**Source passage**
PART 1: DATA ANALYTICS FOUNDATION

Inferential Statistics

Inferential Statistics covers parametric and non-parametric methods for hypothesis testing and data-driven decision-making. It addresses estimation, t-tests, ANOVA, and corresponding non-parametric approaches, accommodating a variety of data scenarios, including those that deviate from normality assumptions. Python-based techniques are used throughout, facilitating reliable analyses and effective communication of statistical results.

Introduction to Statistical Inference

Learning Objectives

Explain foundational statistical inference terminology (parameter, estimator, estimate) and differentiate point vs. interval estimation to build core inferential skills.

Indicative Content

Definition and importance of statistical inference
Key terms: Variable, Population, Sample, Statistical Distribution, Factor, Descriptive Statistics
Parameter vs. estimator vs. estimate
Confidence intervals with scipy.stats.t.interval()

Hypothesis Testing

Learning Objectives

Construct null and alternative hypotheses and evaluate test statistics, errors, and p-values to guide data-driven decisions.

Indicative Content

Null Hypothesis (H₀) vs. Alternative Hypothesis (H₁)
Test statistic and rejection region
Errors in hypothesis testing (Type I and II)
p-value concept and interpretation
scipy.stats.ttest_1samp() for hypothesis testing

Normality Assessment

Learning Objectives

Apply graphical (Q-Q plots) and numerical tests (Shapiro-Wilk, Kolmogorov-Smirnov) to determine if data meet normality assumptions for valid parametric testing.

Indicative Content

Q-Q Plot: scipy.stats.probplot()
Shapiro-Wilk Test: scipy.stats.shapiro()
Kolmogorov-Smirnov Test: scipy.stats.kstest()

T-Distribution and Degrees of Freedom

Learning Objectives

Recognize the properties of the t-distribution, compare it to the normal distribution, and articulate how degrees of freedom impact parametric tests.

Indicative Content

Fundamentals of the t-distribution
Degrees of freedom (df)
Computing probabilities with scipy.stats.t.pdf()

One-Sample T-Test

Learning Objectives

Conduct and interpret a one-sample t-test to compare a sample mean with a hypothesized population mean.

Indicative Content

Practical usage of one-sample t-tests
scipy.stats.ttest_1samp()

Independent Samples T-Test

Learning Objectives

Evaluate mean differences between two groups using independent samples t-tests, ensuring normality and equal variance assumptions are verified.

Indicative Content

Key assumptions (random sampling, normality, equal variance)

[Records drawn from a collection]
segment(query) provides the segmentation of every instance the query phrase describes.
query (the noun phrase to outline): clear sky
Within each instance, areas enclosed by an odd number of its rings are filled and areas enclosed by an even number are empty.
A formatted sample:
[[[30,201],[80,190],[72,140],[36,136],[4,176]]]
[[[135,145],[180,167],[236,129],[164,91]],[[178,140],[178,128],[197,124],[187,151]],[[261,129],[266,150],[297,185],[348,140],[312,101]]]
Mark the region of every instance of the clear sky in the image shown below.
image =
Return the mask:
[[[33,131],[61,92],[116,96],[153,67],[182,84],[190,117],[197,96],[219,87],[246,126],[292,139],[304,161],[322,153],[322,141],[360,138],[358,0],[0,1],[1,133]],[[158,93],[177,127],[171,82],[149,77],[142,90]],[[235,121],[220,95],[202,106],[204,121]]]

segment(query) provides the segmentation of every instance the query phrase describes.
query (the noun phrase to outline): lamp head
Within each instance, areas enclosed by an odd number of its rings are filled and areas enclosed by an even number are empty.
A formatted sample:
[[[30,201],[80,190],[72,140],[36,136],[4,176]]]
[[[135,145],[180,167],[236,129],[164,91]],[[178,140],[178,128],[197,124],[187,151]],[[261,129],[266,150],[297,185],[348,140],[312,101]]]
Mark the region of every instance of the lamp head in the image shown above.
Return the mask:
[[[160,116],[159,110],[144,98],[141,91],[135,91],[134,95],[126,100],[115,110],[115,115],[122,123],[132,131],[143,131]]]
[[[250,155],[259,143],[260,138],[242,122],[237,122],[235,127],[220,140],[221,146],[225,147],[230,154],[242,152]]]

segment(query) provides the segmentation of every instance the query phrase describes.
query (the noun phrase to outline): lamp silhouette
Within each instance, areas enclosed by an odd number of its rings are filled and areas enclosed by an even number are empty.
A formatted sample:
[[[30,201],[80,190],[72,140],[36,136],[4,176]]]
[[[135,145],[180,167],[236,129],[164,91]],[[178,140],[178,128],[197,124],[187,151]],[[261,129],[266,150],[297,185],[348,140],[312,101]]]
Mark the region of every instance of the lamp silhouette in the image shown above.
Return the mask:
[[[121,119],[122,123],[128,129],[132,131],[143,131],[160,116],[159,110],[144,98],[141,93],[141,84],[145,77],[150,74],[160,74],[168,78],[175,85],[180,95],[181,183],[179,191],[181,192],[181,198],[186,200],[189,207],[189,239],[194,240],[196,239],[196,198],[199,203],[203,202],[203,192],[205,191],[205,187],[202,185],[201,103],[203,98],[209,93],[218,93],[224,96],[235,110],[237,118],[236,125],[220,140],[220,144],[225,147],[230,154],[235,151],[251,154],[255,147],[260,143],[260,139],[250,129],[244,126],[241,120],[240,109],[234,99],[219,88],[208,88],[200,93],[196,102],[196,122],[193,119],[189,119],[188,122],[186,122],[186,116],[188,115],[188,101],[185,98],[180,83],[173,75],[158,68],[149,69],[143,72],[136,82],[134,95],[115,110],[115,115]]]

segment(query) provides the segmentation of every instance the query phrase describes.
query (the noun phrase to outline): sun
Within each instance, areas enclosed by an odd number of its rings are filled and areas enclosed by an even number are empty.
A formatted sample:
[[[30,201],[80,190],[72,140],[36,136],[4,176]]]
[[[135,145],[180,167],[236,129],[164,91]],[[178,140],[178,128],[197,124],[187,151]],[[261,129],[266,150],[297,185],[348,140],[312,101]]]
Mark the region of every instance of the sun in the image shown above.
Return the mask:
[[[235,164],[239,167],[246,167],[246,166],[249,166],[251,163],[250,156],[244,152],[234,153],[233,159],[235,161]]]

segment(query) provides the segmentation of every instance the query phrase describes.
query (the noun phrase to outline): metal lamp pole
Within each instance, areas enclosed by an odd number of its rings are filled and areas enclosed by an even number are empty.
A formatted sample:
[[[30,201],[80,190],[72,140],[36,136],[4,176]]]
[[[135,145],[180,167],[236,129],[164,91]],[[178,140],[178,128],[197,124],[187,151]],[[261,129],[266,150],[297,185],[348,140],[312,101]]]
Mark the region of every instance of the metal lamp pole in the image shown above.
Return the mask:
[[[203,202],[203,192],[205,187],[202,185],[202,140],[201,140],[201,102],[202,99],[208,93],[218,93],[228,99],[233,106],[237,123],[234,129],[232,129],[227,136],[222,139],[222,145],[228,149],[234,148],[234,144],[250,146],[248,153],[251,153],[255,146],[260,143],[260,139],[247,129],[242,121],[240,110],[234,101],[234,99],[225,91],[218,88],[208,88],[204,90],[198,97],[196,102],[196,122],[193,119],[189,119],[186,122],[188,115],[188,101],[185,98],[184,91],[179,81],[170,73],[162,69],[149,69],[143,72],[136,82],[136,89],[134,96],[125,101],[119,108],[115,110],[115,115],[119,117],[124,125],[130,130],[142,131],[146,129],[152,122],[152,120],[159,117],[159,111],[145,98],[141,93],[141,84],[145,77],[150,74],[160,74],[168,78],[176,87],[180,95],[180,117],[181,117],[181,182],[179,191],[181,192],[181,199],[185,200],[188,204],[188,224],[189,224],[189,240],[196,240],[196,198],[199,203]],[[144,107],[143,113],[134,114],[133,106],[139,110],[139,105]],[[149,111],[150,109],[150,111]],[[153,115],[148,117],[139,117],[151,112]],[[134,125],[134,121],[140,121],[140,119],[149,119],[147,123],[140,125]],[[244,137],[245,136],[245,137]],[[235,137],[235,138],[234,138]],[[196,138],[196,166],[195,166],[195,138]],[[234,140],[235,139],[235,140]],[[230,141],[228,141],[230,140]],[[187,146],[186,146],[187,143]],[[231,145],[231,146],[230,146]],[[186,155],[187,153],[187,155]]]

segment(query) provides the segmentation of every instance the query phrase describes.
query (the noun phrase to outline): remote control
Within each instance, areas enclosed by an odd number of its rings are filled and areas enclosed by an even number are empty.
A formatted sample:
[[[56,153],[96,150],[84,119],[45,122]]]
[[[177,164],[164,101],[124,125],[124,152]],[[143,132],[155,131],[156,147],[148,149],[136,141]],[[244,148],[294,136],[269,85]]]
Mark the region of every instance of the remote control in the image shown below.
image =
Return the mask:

**Tasks to perform**
[1] Answer these questions from the inferential statistics syllabus:
(a) Which scipy.stats function is listed for confidence intervals?
(b) Which two numerical tests are named for assessing normality?
(c) What key assumptions are listed for the independent samples t-test?
[2] Extend the inferential statistics syllabus, beginning immediately after its final line.
This material is separate from the inferential statistics syllabus and has no connection to it.

**Answers for the tasks**
[1]
(a) scipy.stats.t.interval()
(b) The Shapiro-Wilk test and the Kolmogorov-Smirnov test
(c) Random sampling, normality, and equal variance

[2]
scipy.stats.ttest_ind() for mean comparisons
Checking variance equality with scipy.stats.levene()

Paired T-Test

Learning Objectives

Analyze mean differences for paired data (same subjects, two conditions/time points) using paired t-tests.

Indicative Content

Considerations for paired data
scipy.stats.ttest_rel()

T-Test for Correlation

Learning Objectives

Assess the statistical significance of correlation between two continuous variables with a t-test approach.

Indicative Content

Pearson correlation analysis
scipy.stats.pearsonr()

F-Test for Equality of Variances

Learning Objectives

Determine variance equality between two populations, a prerequisite for many parametric methods.

Indicative Content

Concept of F-tests
scipy.stats.f_oneway() for variance-based comparisons

One-Way ANOVA

Learning Objectives

Compare three or more group means under normality and homogeneity of variances using one-way ANOVA.

Indicative Content

Concept and assumptions of one-way ANOVA
scipy.stats.f_oneway()

Two-Way ANOVA

Learning Objectives

Incorporate two independent variables into ANOVA, analyzing main and interaction effects on group means.

Indicative Content

Main vs. interaction effects
statsmodels.formula.api.ols() and statsmodels.api.stats.anova_lm()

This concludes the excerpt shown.